§ Texto:
--------------------------------
Atualmente, é indubitável que todos os pacientes com síndrome nefrótica por LM ou GESF primárias devem ser tratados com corticosteroide ou outras medicações imunossupressoras, conforme o caso, uma vez que remissão espontânea é incomum em ambas as glomerulopatias21,35,36 e existe, na pior das hipóteses, uma chance razoável de remissão com o tratamento. Sem o tratamento específico, LM associa-se com risco aumentado de mortalidade por doenças infecciosas e eventos trombóticos e a GESF, com progressão para DRC5.35,36 Tal progressão é rara em pacientes com LM e, quando relatada, em sua maioria, foram casos que não responderam a corticosteroide ou relacionados ao diagnóstico de GESF em biópsias realizadas em estágio posterior na evolução da doença.37,38 Com se poderia esperar, em nenhum de nossos pacientes com LM observou-se progressão para DRC5, ainda que 10% deles tenham desenvolvido insuficiência renal aguda na apresentação ou no seguimento. A insuficiência renal aguda em LM está relacionada à diminuição do volume arterial efetivo ou à necrose tubular aguda, e uma incidência de até 18% já foi descrita.32
É consenso, nos dias atuais, que os corticosteroides são as medicações de primeira escolha para iniciar o tratamento de ambas as glomerulopatias, LM e GESF, e está indicado um curso mais prolongado de corticoterapia no caso da GESF.35,36 Os pacientes incluídos na presente análise foram inicialmente tratados com prednisona 1 mg/kg/dia por via oral. Oitenta por cento dos casos de LM atingiram remissão (74% de remissão completa), assim como 58% daqueles de GESF. As taxas de resposta a corticosteroide aqui observadas foram similares às de outros estudos, ou seja, 80 a 95% em LM e 15 a 60% em GESF.21,32,37-44
É muito expressiva a influência da resposta à corticoterapia no curso da LM e da GESF, como aqui demonstrado. Responder a corticosteroide representou uma redução de risco de 83% quando se avaliou a tendência à progressão para DRC5 e essa redução atingiu os 89% quando havia remissão total da síndrome nefrótica, confirmando a importância desse tipo de tratamento em tal grupo de pacientes para evitar a perda de função renal. Vários estudos em outros grupos populacionais têm confirmado que a resposta à corticoterapia é o principal fator prognóstico no curso da GESF,37-44 como reforçado por nós agora.
--------------------------------
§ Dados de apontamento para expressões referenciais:
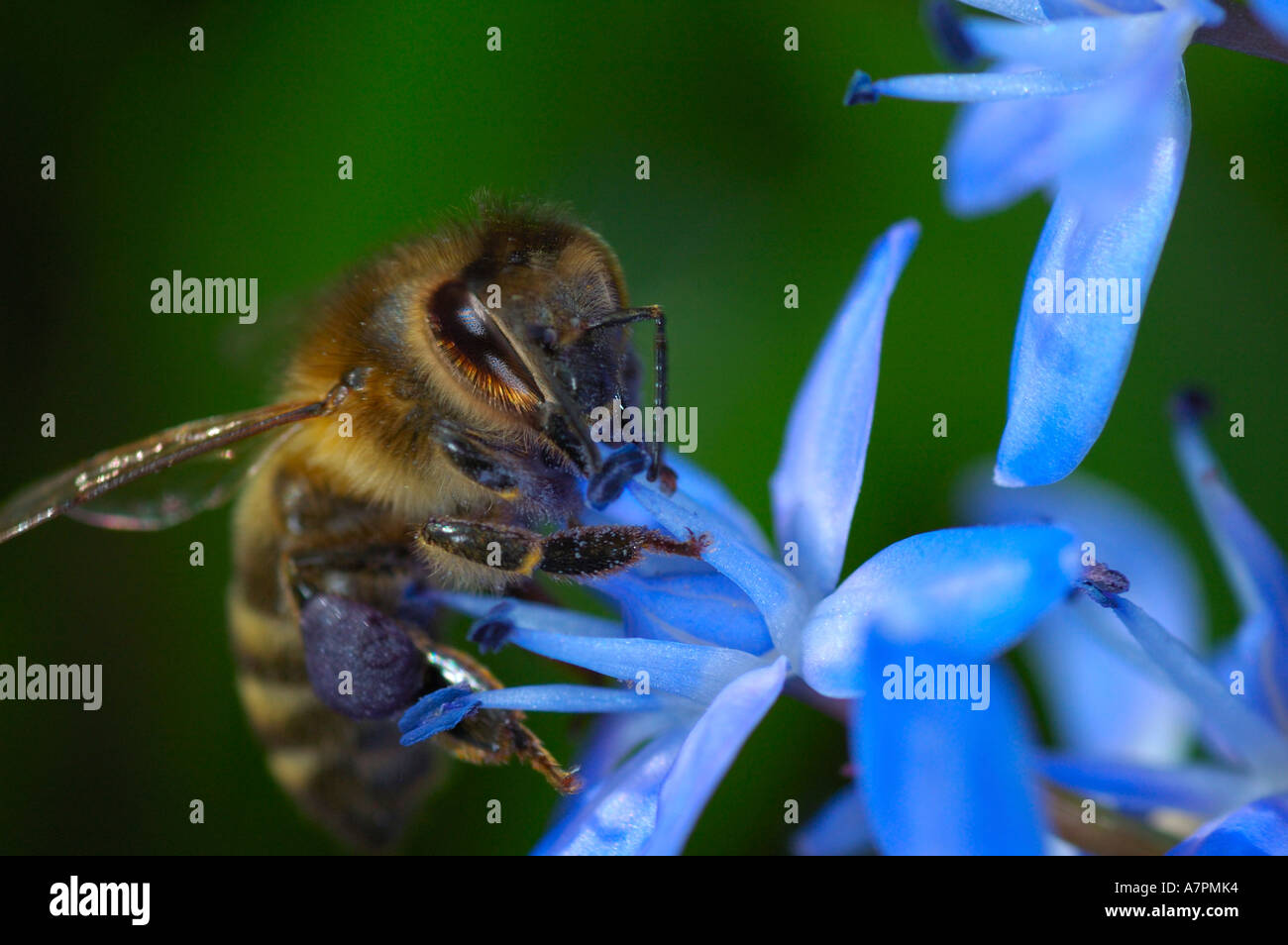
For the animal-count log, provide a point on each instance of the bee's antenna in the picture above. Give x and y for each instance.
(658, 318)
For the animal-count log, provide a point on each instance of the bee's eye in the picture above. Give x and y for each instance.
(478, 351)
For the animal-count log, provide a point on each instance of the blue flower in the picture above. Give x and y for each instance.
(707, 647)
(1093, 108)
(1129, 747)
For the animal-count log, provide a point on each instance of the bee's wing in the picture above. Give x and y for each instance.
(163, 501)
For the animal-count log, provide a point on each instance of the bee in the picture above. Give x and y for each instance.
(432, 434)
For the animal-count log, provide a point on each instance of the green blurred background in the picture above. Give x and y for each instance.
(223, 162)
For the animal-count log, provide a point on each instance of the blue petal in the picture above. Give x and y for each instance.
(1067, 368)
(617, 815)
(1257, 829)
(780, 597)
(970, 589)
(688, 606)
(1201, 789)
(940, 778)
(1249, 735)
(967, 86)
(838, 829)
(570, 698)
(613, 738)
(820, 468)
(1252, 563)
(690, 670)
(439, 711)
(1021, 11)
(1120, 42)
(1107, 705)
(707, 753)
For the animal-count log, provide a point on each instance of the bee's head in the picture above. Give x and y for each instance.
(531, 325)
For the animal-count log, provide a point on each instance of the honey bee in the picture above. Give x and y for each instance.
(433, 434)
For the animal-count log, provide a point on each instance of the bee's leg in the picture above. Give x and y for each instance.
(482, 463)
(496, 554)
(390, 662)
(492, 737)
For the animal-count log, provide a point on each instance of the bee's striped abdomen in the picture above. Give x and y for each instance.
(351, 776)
--------------------------------
§ Requisitos do exercício:
1. Relacione todos os valores percentuais que aparecem no primeiro e no terceiro parágrafos do texto sobre LM e GESF.
2. Prossiga com o texto sobre LM e GESF a partir do ponto em que ele termina.
Os itens não são necessários para a realização do exercício.

§ Suas respostas:
1.
- 10%
- 18%
- 83%
- 89%

2.
Por fim, no presente estudo, descrevemos o perfil clínico de pacientes brasileiros com LM e GESF, cuja doença se apresentou como síndrome nefrótica na idade adulta e que foram submetidos a tratamento com corticosteroide, demonstrando o acentuado papel protetor dessa terapia ao longo do seguimento, que se estendeu por mais de uma década, com uma taxa de sucesso similar à observada mundialmente.